• **SOURCE EXCERPT**

--------------------

Sunday, June 28, 2009
Neighborly advice: 'Spray or pray'
New River Journal
Once, when we lived in Floyd, we had ideal garden soil, a rich loam that crumbled easily. This soil grew plump cabbages, huge potatoes and shriveling, dead-on-the-vine tomatoes. This soil, rich in so much, also happened to be rich in tomato blight.
After months of laboring over these babies grown from seed, we waited for redness. Then around July Fourth, a moist air mass always brought rain, and this humid air smothered our plants with blight. Within two days, all our tomato plants turned from vibrant green to dull yellow, and then finally, to brittle brown. The leaves flaked in my hands like dried tobacco. Our dream of canned quarts went up in blighty smoke.
Enter John, our neighbor who always loved to give advice, who scoffed at our organic practices, and who grew splendid tomatoes.
After decades of tending fields of strawberries, John retired from the berries but not his garden. When I visited, he still had his quick wit but not the quickness of body. He pulled himself out of his recliner and led me to his garden.
"Can't grow berries anymore with this many deer," he said as he leaned on a fence post. "But they won't touch my garden," he said with a grin as we approached the gate. "Watch yourself now. Don't touch that wire."
He rigged an electric fence around his large plot -- and not a typical electric fence with a safe charger. Instead, he strung a line from his house and wired it directly into his breaker box. So this thin strand of metal was charged with enough juice to jolt a man to the ground.
"Don't you ever get shocked?" I watched as he gingerly opened the flimsy gate.
"Oh, just once," he said with a grin. He liked the danger, liked to know the deer that ran him out of business touch this wire and jump 20 feet, scared for a while from his garden.
The productivity of this patch was impressive. He already picked beans and turnip greens covered a wide swath. "You come back in a few weeks and I'll give you some seed," he said as he pointed to the greens. "Best eating in the world. Plant them once and never plant them again."
I admired the frilly leaves. "How do you cook them?"
"Oh, throw a hunk of fatback in the skillet, and let that get good and hot. Then throw in as many greens as the pan will hold. Cook it down and eat it up."

--------------------

• **TO BE DONE**
From the garden column above, duplicate word for word the passage that begins at the words "Sunday, June 28, 2009" and ends at the words "in tomato blight.".

--------------------

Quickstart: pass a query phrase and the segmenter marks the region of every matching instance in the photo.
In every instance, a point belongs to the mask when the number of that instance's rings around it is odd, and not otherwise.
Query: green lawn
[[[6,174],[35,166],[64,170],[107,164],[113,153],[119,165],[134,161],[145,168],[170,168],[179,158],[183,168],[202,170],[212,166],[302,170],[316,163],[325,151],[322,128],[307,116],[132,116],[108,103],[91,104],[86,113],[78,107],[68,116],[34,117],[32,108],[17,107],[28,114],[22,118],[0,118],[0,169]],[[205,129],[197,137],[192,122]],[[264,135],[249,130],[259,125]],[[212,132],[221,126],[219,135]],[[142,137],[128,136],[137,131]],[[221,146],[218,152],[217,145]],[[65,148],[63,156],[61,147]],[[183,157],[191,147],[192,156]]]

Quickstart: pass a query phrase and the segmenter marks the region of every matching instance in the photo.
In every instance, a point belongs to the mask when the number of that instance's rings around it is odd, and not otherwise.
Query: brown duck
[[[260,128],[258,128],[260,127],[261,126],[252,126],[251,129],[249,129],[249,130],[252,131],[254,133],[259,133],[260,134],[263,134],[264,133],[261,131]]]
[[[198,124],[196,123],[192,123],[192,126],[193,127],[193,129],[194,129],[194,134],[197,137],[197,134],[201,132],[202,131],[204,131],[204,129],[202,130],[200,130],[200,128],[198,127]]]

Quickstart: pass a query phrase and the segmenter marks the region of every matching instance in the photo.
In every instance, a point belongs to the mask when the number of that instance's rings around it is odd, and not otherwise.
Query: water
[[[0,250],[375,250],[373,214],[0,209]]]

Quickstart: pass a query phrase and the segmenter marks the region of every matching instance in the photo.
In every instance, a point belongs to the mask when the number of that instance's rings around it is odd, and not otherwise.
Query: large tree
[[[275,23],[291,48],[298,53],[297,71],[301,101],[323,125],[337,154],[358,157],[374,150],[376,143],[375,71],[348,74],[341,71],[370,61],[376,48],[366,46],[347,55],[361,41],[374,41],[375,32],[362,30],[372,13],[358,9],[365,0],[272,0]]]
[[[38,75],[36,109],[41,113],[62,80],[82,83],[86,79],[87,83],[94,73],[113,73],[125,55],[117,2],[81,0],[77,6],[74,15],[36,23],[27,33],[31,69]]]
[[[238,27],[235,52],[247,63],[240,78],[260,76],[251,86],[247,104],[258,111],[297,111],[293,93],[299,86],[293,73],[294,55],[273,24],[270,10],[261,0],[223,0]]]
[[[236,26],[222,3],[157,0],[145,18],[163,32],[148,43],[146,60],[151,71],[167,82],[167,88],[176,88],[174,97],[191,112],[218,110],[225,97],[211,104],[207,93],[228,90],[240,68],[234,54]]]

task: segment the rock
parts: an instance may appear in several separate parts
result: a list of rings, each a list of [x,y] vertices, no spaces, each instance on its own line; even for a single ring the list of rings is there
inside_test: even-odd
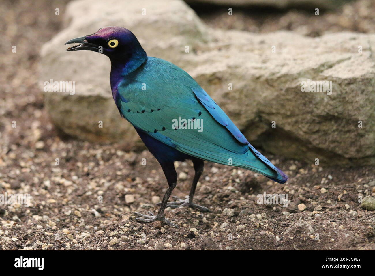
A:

--------------------

• **SOLVED PROBLEM**
Sunday, June 28, 2009
Neighborly advice: 'Spray or pray'
New River Journal
Once, when we lived in Floyd, we had ideal garden soil, a rich loam that crumbled easily. This soil grew plump cabbages, huge potatoes and shriveling, dead-on-the-vine tomatoes. This soil, rich in so much, also happened to be rich in tomato blight.